TASK BRIEF :: The listing beneath should be written out in full, exactly as shown.

______________________________

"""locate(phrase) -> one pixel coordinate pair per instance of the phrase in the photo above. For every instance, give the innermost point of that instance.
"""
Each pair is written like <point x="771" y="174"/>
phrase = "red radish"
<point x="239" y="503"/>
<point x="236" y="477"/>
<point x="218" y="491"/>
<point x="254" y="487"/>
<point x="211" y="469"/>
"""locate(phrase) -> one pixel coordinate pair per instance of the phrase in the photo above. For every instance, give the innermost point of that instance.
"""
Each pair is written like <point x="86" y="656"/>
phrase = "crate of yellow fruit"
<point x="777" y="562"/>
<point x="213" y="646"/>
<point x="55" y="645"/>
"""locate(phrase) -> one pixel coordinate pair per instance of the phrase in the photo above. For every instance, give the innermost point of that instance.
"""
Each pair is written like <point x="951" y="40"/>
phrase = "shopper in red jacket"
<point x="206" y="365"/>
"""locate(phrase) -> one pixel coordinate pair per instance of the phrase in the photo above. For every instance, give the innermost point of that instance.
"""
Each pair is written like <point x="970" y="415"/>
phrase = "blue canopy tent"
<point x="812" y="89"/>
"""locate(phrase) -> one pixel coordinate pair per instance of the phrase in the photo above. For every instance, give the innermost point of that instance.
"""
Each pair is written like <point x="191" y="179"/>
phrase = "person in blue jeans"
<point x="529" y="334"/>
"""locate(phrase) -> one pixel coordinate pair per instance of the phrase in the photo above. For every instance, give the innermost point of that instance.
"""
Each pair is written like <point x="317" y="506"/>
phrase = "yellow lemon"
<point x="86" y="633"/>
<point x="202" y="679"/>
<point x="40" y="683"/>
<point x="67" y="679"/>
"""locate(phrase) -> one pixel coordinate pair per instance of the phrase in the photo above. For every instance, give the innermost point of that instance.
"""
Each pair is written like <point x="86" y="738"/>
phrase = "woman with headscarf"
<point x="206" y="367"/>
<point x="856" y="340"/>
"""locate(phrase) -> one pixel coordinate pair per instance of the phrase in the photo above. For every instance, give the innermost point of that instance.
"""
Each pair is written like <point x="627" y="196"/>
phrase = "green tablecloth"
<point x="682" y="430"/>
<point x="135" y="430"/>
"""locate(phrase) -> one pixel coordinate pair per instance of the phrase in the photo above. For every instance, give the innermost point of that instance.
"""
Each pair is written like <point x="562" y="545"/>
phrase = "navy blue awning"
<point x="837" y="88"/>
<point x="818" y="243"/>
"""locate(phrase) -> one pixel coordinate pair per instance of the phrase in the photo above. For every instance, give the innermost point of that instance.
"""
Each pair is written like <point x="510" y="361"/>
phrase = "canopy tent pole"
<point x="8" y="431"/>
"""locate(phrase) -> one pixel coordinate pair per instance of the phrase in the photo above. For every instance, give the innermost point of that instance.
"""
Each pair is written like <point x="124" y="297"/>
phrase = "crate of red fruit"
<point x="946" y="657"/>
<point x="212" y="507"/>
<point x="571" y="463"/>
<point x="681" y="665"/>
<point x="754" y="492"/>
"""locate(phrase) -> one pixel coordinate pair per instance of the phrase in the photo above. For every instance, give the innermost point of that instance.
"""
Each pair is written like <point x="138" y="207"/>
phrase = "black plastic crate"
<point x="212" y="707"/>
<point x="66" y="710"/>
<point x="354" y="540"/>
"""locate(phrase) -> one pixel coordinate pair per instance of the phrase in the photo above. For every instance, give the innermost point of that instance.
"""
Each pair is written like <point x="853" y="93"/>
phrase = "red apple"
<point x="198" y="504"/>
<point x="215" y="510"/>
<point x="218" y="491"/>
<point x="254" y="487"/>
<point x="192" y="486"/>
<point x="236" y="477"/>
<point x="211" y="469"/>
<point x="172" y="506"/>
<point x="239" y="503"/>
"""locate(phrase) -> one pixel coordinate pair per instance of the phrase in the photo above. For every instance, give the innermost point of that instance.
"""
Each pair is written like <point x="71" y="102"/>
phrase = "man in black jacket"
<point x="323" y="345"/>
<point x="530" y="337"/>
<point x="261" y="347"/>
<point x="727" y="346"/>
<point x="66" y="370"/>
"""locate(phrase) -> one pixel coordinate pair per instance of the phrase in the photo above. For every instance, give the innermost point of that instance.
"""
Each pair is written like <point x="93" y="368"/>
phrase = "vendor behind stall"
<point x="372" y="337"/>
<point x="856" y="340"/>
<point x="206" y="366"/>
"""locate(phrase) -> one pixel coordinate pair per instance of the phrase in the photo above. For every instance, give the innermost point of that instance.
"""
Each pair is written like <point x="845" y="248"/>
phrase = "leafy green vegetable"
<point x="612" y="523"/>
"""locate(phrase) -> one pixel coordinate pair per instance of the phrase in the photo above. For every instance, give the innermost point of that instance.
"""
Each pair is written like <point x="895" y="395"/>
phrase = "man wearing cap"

______________________________

FULL ANSWER ::
"""locate(phrase) -> one pixel coordinate pair per instance of the phrase in the photo above. For every instance, give the innermost point of that instance.
"""
Each pair is written like <point x="771" y="174"/>
phrase = "red radish"
<point x="239" y="503"/>
<point x="236" y="477"/>
<point x="218" y="491"/>
<point x="254" y="487"/>
<point x="211" y="469"/>
"""locate(phrase) -> one pixel coordinate pair per instance of the phrase in the photo above. For every instance, give the innermost point of that instance.
"""
Each pair is written like <point x="86" y="656"/>
phrase = "crate of yellow fruit"
<point x="777" y="562"/>
<point x="213" y="646"/>
<point x="55" y="645"/>
"""locate(phrase) -> one pixel coordinate pair per instance of the phrase in the photo above. For every instance, give the innermost point of that instance.
"""
Each pair is written like <point x="951" y="40"/>
phrase = "shopper in red jacket"
<point x="206" y="365"/>
"""locate(phrase) -> one pixel coordinate pair per instance of the phrase in the photo above. For every instance, give the innermost point of that instance.
"""
Each pair is written like <point x="970" y="415"/>
phrase = "blue canopy tent"
<point x="812" y="89"/>
"""locate(phrase) -> one pixel coordinate pair per instance of the phrase in the photo above. For every instance, give the innermost point of that instance.
"""
Each pair is written like <point x="191" y="179"/>
phrase = "person in blue jeans"
<point x="529" y="334"/>
"""locate(phrase) -> one pixel coordinate pair per instance of the phrase in the photo above. For every instance, give the innermost point of that instance.
"""
Each pair is written like <point x="317" y="506"/>
phrase = "yellow lemon"
<point x="86" y="633"/>
<point x="202" y="679"/>
<point x="40" y="683"/>
<point x="67" y="679"/>
"""locate(phrase) -> one pixel coordinate pair per instance of the phrase in the photo above. For every instance, give the innermost point of that instance.
"""
Each pair is written like <point x="86" y="738"/>
phrase = "woman with headscarf"
<point x="206" y="367"/>
<point x="856" y="340"/>
"""locate(phrase) -> one pixel coordinate pair per instance of the phrase in the photo above. For every instance, give the innermost point of that instance.
"""
Each pair is written like <point x="627" y="196"/>
phrase = "green tablecloth"
<point x="682" y="430"/>
<point x="135" y="430"/>
"""locate(phrase) -> one pixel coordinate pair per instance of the phrase in the photo above. For every instance, give the innermost point of that instance.
"""
Each pair is written like <point x="562" y="545"/>
phrase = "navy blue awning"
<point x="837" y="88"/>
<point x="818" y="243"/>
"""locate(phrase) -> one pixel coordinate pair per instance of the phrase in the photo above. For every instance, give the innermost point of that instance.
"""
Each pair is written like <point x="510" y="361"/>
phrase = "canopy tent pole"
<point x="8" y="431"/>
"""locate(phrase) -> one pixel coordinate pair per instance of the phrase in the photo above. For every instance, give the innermost point of that instance.
"""
Each pair is written like <point x="124" y="297"/>
phrase = "crate of red fruit"
<point x="946" y="657"/>
<point x="212" y="507"/>
<point x="571" y="463"/>
<point x="681" y="665"/>
<point x="754" y="492"/>
"""locate(phrase) -> one pixel coordinate pair per instance of the phrase in the photo above. For every instance, give the innermost point of that instance.
"""
Each pair is written like <point x="138" y="207"/>
phrase = "black plastic crate"
<point x="212" y="707"/>
<point x="66" y="710"/>
<point x="354" y="540"/>
"""locate(phrase) -> one pixel coordinate pair per instance of the phrase in the photo above. For every instance, give the innermost point of that instance.
"""
Each pair is written like <point x="853" y="93"/>
phrase = "red apple"
<point x="198" y="504"/>
<point x="215" y="510"/>
<point x="218" y="491"/>
<point x="254" y="487"/>
<point x="192" y="486"/>
<point x="236" y="477"/>
<point x="211" y="469"/>
<point x="172" y="506"/>
<point x="239" y="503"/>
"""locate(phrase) -> one pixel coordinate pair per instance of the phrase in the photo above. For every instance, give the innermost point of that instance.
"""
Each pair is written like <point x="71" y="102"/>
phrase = "man in black jacket"
<point x="323" y="345"/>
<point x="530" y="337"/>
<point x="261" y="347"/>
<point x="727" y="346"/>
<point x="66" y="370"/>
"""locate(phrase) -> one pixel coordinate pair per instance of the phrase in the photo above. For every instance, give the innermost point of that instance.
"""
Each pair is written like <point x="93" y="368"/>
phrase = "vendor behind stall"
<point x="372" y="337"/>
<point x="856" y="340"/>
<point x="206" y="366"/>
"""locate(phrase) -> one pixel coordinate pair per instance of the phrase in the photo above. For every instance, give the innermost point of that instance.
"""
Each pair is written like <point x="845" y="248"/>
phrase = "leafy green vegetable"
<point x="612" y="523"/>
"""locate(phrase) -> one pixel coordinate pair per instance of the phrase in the photo above. For every instance, give the innermost point of that instance.
"""
Each pair is written like <point x="895" y="395"/>
phrase = "man wearing cap"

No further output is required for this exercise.